== BACAAN SUMBER ==

Mohon tunggu...
Achdiar Redy Setiawan
Achdiar Redy Setiawan Mohon Tunggu... Dosen - Pembelajar pada Jurusan Akuntansi, FEB Universitas Trunojoyo Madura

Long-life learner. Interested in cultural studies, art, pyschology and spirituality-religiosity. Book, music and basketball lover

Selanjutnya

Tutup

Sosbud Pilihan

Tentang Ucapan Selamat dan Doa Copas

2 Juni 2022   07:13 Diperbarui: 2 Juni 2022   07:26 323
+
Laporkan Konten
Laporkan Akun
Kompasiana adalah platform blog. Konten ini menjadi tanggung jawab bloger dan tidak mewakili pandangan redaksi Kompas.
Lihat foto
Sosbud. Sumber ilustrasi: KOMPAS.com/Pesona Indonesia

SENTUHAN PRIBADI DAN UCAPAN SELAMAT & DOA COPAS*

**Achdiar Redy Setiawan

Tausiyah guru saya, Prof Dr Muhammad Syukri Salleh pada Pengajian Selasa Petang ISDEV (9/5) lalu sungguh relevan dengan apa yang melintas dalam pikiran saya beberapa tahun terakhir.

===
== DATA ==

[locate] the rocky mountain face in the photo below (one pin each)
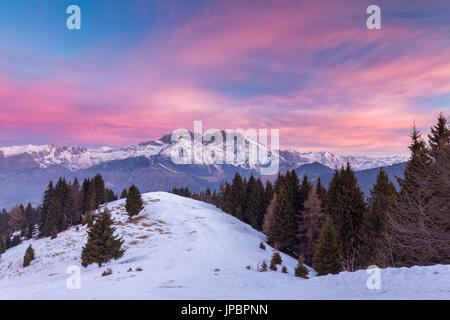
(25, 171)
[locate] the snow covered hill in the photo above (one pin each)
(191, 250)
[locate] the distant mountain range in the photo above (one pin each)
(26, 170)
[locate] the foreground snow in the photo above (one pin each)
(191, 250)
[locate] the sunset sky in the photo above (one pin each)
(140, 69)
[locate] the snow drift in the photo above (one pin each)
(191, 250)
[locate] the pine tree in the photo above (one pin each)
(374, 233)
(257, 204)
(91, 197)
(73, 207)
(238, 190)
(46, 200)
(30, 231)
(300, 269)
(100, 192)
(280, 222)
(346, 207)
(102, 245)
(420, 221)
(226, 200)
(29, 256)
(269, 192)
(326, 256)
(303, 192)
(276, 260)
(322, 193)
(312, 219)
(134, 203)
(439, 138)
(2, 244)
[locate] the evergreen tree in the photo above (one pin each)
(100, 192)
(257, 204)
(134, 203)
(346, 207)
(269, 192)
(238, 190)
(303, 192)
(312, 218)
(91, 197)
(30, 231)
(300, 269)
(2, 244)
(280, 222)
(102, 245)
(326, 256)
(46, 200)
(374, 233)
(15, 241)
(420, 222)
(439, 138)
(322, 193)
(29, 256)
(226, 200)
(73, 207)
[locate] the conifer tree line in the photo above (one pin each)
(64, 204)
(338, 228)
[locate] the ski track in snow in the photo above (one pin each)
(192, 250)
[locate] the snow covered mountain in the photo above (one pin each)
(76, 158)
(187, 249)
(25, 171)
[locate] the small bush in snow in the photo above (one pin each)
(276, 259)
(273, 266)
(301, 270)
(263, 266)
(29, 256)
(134, 203)
(107, 272)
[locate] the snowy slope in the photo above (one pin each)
(192, 250)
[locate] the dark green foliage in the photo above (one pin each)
(15, 241)
(421, 220)
(134, 203)
(310, 222)
(100, 192)
(107, 272)
(322, 193)
(237, 194)
(102, 245)
(257, 203)
(327, 253)
(2, 244)
(346, 207)
(280, 221)
(263, 266)
(29, 256)
(276, 260)
(300, 269)
(30, 231)
(374, 232)
(439, 138)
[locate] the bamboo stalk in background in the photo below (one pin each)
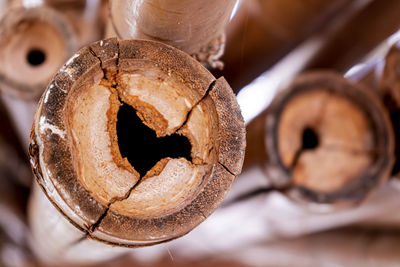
(195, 27)
(262, 32)
(363, 33)
(33, 44)
(111, 187)
(327, 140)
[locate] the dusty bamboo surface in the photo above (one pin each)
(69, 175)
(195, 27)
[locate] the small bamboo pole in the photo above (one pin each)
(327, 140)
(195, 27)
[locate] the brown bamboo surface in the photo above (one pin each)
(251, 220)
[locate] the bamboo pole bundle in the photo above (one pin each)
(195, 27)
(120, 188)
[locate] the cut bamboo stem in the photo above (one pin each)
(262, 32)
(102, 185)
(195, 27)
(34, 43)
(327, 140)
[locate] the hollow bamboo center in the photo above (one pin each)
(325, 139)
(31, 52)
(145, 145)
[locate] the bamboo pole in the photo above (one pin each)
(33, 44)
(263, 32)
(107, 191)
(328, 140)
(195, 27)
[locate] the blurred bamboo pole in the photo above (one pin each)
(262, 32)
(195, 27)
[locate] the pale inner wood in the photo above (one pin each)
(345, 140)
(165, 106)
(33, 35)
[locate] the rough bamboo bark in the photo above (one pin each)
(34, 43)
(100, 184)
(327, 140)
(195, 27)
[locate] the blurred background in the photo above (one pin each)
(268, 43)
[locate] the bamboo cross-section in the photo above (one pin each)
(34, 43)
(196, 27)
(93, 142)
(327, 140)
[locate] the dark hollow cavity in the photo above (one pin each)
(142, 147)
(35, 57)
(310, 139)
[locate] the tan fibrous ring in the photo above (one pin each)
(135, 142)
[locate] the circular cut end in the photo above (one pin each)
(149, 142)
(330, 140)
(34, 43)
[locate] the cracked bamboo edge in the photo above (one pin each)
(354, 153)
(195, 27)
(109, 215)
(23, 30)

===

> _SOAL LATIHAN 1_
Menurut profilnya dalam bacaan sumber, apa saja yang disukai Achdiar Redy Setiawan? Sebutkan semuanya.
> _SOAL LATIHAN 2_
Tuliskan lanjutan bacaan sumber tentang ucapan selamat dan doa copas, mulai sesudah kalimat terakhirnya.
Data ini diambil dari sumber yang berbeda.

> _HASIL LATIHAN 1_
Book, music, dan basketball.

> _HASIL LATIHAN 2_
Prof Syukri, demikian beliau karib disapa, menguraikan tentang hal kecil nan penting namun sering terlupakan dalam konteks hablum min an naas kiwari: sentuhan pribadi (personal touch). Sentuhan pribadi adalah sebentuk tindakan-tindakan sederhana yang melibatkan seluruh pikir, gerak, rasa dan jiwa seseorang untuk menyapa dan berhubungan dengan manusia lain yang berdimensi personal.

Bentuk sentuhan pribadi dapat berupa sentuhan fisikal dan sentuhan spiritual. Sentuhan fisikal dapat berupa jabatan tangan dan sapaan yang hangat ketika bersua, mengingat dan menyebut nama ketika bersitatap, memberi selamat secara personal tatkala ada kebahagiaan dan seterusnya. 

Adapun sentuhan spiritual lebih ke aspek rasa, seperti menunjukkan senyum dan wajah ramah kepada siapapun, empati tinggi, dan segala tindak tanduk yang menyamankan siapapun yang berada di dekatnya.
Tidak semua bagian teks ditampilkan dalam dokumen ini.